YOUR TASK - Across the whole listing, filter for the string "white" and copy every line that has it.

_ _ _ _ _ _ _

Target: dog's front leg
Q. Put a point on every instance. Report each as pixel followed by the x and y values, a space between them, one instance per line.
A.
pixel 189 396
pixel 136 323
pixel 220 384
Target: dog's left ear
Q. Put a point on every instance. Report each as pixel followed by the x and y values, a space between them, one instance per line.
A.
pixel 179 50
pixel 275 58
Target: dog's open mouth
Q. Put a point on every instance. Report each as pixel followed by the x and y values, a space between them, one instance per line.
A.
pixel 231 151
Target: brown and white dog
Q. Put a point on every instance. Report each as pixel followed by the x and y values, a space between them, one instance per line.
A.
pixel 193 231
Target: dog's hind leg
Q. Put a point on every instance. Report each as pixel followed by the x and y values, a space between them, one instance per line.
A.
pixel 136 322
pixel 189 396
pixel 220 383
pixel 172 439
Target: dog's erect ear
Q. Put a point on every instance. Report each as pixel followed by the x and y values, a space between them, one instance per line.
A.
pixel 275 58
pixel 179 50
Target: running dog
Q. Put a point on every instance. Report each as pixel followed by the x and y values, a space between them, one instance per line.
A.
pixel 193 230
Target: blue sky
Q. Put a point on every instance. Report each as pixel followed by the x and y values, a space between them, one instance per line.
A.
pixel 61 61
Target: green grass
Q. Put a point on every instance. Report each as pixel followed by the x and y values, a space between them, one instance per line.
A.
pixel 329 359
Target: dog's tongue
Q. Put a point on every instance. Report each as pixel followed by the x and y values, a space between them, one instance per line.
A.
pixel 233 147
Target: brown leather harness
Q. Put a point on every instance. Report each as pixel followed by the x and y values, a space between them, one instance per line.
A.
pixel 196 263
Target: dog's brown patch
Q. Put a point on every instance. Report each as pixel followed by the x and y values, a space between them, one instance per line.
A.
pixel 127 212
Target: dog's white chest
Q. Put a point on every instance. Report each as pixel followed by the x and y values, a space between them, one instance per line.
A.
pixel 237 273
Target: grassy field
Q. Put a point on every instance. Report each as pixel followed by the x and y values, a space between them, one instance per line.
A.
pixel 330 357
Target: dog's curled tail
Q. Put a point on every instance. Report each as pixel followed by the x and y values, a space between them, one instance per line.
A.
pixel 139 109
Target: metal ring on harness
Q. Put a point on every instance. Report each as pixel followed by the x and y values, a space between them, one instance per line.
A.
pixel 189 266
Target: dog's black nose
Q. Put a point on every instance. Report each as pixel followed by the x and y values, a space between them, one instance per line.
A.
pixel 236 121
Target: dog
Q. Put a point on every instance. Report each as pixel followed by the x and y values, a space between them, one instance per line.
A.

_ _ _ _ _ _ _

EXPECTED ANSWER -
Target: brown and white dog
Target: dog's white chest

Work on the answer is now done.